WHAT YOU NEED TO DO => Rewrite the lines of the material below as a numbered list, omitting blank lines and leaving out the pictures.

THE RECORDS =>
-*-
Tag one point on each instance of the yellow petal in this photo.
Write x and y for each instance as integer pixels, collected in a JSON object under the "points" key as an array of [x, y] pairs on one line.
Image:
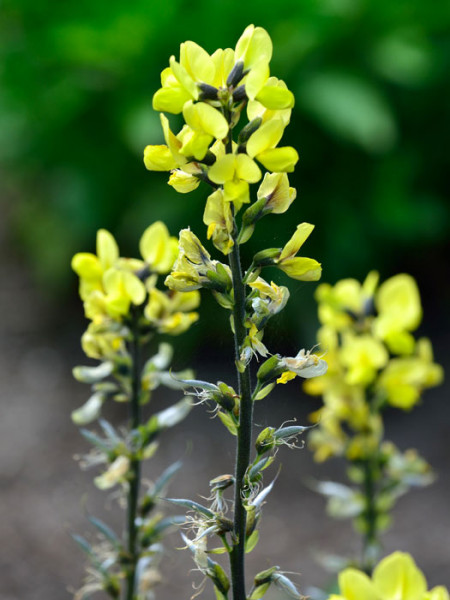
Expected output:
{"points": [[275, 98], [223, 169], [197, 62], [253, 46], [256, 79], [281, 160], [303, 269], [159, 158], [265, 137], [134, 288], [397, 576], [87, 266], [107, 249], [183, 182], [301, 234], [355, 585], [437, 593], [170, 99], [275, 189], [184, 78], [247, 169], [205, 118]]}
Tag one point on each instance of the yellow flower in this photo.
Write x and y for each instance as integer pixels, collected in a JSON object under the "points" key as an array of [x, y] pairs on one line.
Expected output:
-*-
SOLUTION BELOW =>
1. Tag one point on each instance of the yellow petal in this photo.
2. Write x and y for each instance as integer pixels, collected in a JSON object under the "points" key as an array of [x, y] pairs on one line.
3. Image:
4. Expected output:
5. {"points": [[275, 98], [223, 169], [197, 62], [253, 46], [256, 79], [281, 160], [303, 269], [159, 158], [265, 137], [134, 288], [397, 576], [87, 266], [107, 249], [183, 182], [301, 234], [355, 585], [437, 593], [170, 99], [275, 189], [184, 78], [247, 169], [205, 118]]}
6. Tag one point on each instance of the yellow flower in this photo.
7. Write x and y for each instance as integer pixels, collected in a JSON object under the "points" key as an array of [x, y] pairs on one line.
8. Expected output:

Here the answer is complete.